Task instructions
All of the records below need to be copied exactly.

## begin

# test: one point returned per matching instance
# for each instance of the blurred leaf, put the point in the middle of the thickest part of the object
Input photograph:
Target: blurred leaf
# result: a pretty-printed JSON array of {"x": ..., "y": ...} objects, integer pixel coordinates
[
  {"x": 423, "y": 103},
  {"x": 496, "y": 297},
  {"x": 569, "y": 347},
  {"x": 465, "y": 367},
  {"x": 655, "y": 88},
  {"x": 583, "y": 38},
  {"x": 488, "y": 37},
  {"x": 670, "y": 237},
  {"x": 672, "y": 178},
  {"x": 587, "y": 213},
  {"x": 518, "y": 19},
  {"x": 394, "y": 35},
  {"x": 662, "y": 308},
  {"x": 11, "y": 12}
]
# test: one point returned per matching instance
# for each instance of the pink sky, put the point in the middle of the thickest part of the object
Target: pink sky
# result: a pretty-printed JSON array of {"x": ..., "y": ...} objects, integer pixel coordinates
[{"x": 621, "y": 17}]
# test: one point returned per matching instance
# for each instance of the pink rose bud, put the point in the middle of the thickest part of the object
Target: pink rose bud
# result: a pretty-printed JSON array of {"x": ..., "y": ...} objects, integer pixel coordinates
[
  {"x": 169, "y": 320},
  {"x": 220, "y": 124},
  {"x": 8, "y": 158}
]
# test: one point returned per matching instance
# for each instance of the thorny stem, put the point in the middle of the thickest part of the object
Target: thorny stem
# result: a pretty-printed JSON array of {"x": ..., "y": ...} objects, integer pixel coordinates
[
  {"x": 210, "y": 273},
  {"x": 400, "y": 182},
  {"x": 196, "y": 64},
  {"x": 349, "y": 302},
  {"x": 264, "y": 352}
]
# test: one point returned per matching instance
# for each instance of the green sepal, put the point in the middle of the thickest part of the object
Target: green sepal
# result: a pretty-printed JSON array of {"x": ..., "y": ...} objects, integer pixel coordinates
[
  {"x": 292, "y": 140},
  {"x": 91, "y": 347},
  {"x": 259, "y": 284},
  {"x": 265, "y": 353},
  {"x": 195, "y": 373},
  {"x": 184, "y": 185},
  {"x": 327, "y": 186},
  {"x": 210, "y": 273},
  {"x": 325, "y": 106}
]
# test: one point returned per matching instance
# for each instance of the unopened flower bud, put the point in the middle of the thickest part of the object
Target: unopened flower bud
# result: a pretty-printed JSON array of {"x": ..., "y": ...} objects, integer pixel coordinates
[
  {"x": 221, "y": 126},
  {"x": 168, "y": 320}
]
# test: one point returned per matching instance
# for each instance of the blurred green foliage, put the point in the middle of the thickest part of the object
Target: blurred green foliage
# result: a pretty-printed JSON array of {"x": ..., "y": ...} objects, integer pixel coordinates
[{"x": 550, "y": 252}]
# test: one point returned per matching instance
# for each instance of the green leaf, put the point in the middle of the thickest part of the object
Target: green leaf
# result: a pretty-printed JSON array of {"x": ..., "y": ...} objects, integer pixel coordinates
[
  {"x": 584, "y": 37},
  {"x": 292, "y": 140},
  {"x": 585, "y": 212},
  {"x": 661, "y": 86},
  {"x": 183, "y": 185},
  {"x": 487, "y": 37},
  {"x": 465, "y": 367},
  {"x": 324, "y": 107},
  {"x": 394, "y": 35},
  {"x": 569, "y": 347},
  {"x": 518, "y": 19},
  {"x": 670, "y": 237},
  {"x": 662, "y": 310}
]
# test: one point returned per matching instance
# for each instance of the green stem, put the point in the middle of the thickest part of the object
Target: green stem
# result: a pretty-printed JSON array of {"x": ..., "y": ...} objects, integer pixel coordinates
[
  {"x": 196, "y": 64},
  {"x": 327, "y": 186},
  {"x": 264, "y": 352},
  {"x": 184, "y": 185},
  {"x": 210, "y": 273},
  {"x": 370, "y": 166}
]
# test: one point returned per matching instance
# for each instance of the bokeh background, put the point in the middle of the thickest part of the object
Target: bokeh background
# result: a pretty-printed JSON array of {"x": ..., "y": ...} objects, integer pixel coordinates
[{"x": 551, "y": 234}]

## end

Solved exercise
# test: one point returned per matching instance
# for each instance of the blurred leaf, put the point in the middle of the thickest part of the object
Input photograph:
Target: blurred leaf
# result: a pretty-printed JSON array of {"x": ..., "y": ...} objects, integer pixel coordinates
[
  {"x": 423, "y": 103},
  {"x": 496, "y": 297},
  {"x": 569, "y": 347},
  {"x": 465, "y": 367},
  {"x": 655, "y": 88},
  {"x": 583, "y": 38},
  {"x": 488, "y": 37},
  {"x": 670, "y": 237},
  {"x": 672, "y": 178},
  {"x": 587, "y": 213},
  {"x": 518, "y": 19},
  {"x": 394, "y": 35},
  {"x": 662, "y": 308},
  {"x": 11, "y": 12}
]
# test: one point returned per matching instance
# for each instance of the pink sky, put the point in the middle of the thickest part of the object
Target: pink sky
# result: a pretty-printed JSON array of {"x": ..., "y": ...} objects, integer pixel coordinates
[{"x": 621, "y": 17}]
# test: one point returned per matching instance
# for each instance of the pink rose bud, put the point in the middle of the thickest part of the object
Target: pink rose bud
# result: a pretty-printed JSON array of {"x": ..., "y": ...} objects, integer pixel coordinates
[
  {"x": 169, "y": 320},
  {"x": 220, "y": 124},
  {"x": 8, "y": 158}
]
# test: one point returned per matching instance
# for each instance of the thorny stem, put the point in the middle of the thickest part of the object
Target: thorny stem
# result: a pretty-printed JSON array of {"x": ..., "y": ...} objects, integer pixel coordinates
[
  {"x": 210, "y": 273},
  {"x": 400, "y": 182},
  {"x": 196, "y": 64},
  {"x": 349, "y": 302},
  {"x": 264, "y": 352}
]
# test: one point returned per matching instance
# for each instance of the green sepal, put the point in the middle of the thickest part of the object
Target: green sepal
# result: a pretty-printed JSON array of {"x": ..., "y": ...} objects, integer pixel coordinates
[
  {"x": 292, "y": 140},
  {"x": 91, "y": 347},
  {"x": 259, "y": 284},
  {"x": 265, "y": 353},
  {"x": 195, "y": 373},
  {"x": 184, "y": 185},
  {"x": 327, "y": 186},
  {"x": 210, "y": 273},
  {"x": 325, "y": 106}
]
# test: one point returned per matching instance
# for each instance of the unopened flower bud, put the point in the middle of the thickest part of the object
Target: unopened flower bud
# result: a pretty-printed JSON array of {"x": ..., "y": ...} objects, integer pixel coordinates
[
  {"x": 221, "y": 126},
  {"x": 168, "y": 320}
]
# test: one point returned per matching instance
# for each instance of the blurred green foliage, put the point in the middle of the thickest part of the object
Target: blurred green foliage
# result: a pretty-printed JSON array of {"x": ..., "y": ...} objects, integer pixel coordinates
[{"x": 550, "y": 252}]
# test: one point returned per matching instance
# for each instance of the green leaf, put the point in the middle of the thickest part of the object
Target: green leaf
# result: a pretty-printed JSON array of {"x": ..., "y": ...} objects, integer pixel coordinates
[
  {"x": 584, "y": 37},
  {"x": 292, "y": 140},
  {"x": 585, "y": 212},
  {"x": 661, "y": 86},
  {"x": 183, "y": 185},
  {"x": 487, "y": 37},
  {"x": 465, "y": 367},
  {"x": 324, "y": 107},
  {"x": 394, "y": 35},
  {"x": 569, "y": 347},
  {"x": 518, "y": 19},
  {"x": 670, "y": 237},
  {"x": 662, "y": 310}
]
# test: one point returned per matching instance
# for each instance of the green stem, put the point in the middle of the thickest part of the object
Target: green stem
# result: a pretty-printed JSON array of {"x": ..., "y": ...} objects, integer pixel coordinates
[
  {"x": 196, "y": 64},
  {"x": 327, "y": 186},
  {"x": 264, "y": 352},
  {"x": 184, "y": 185},
  {"x": 210, "y": 273},
  {"x": 370, "y": 166}
]
# test: one point returned per matching instance
# for each instance of the bokeh background, put the point in the middle of the thickest part of the object
Target: bokeh background
# result: a pretty-printed JSON array of {"x": ..., "y": ...} objects, integer pixel coordinates
[{"x": 551, "y": 234}]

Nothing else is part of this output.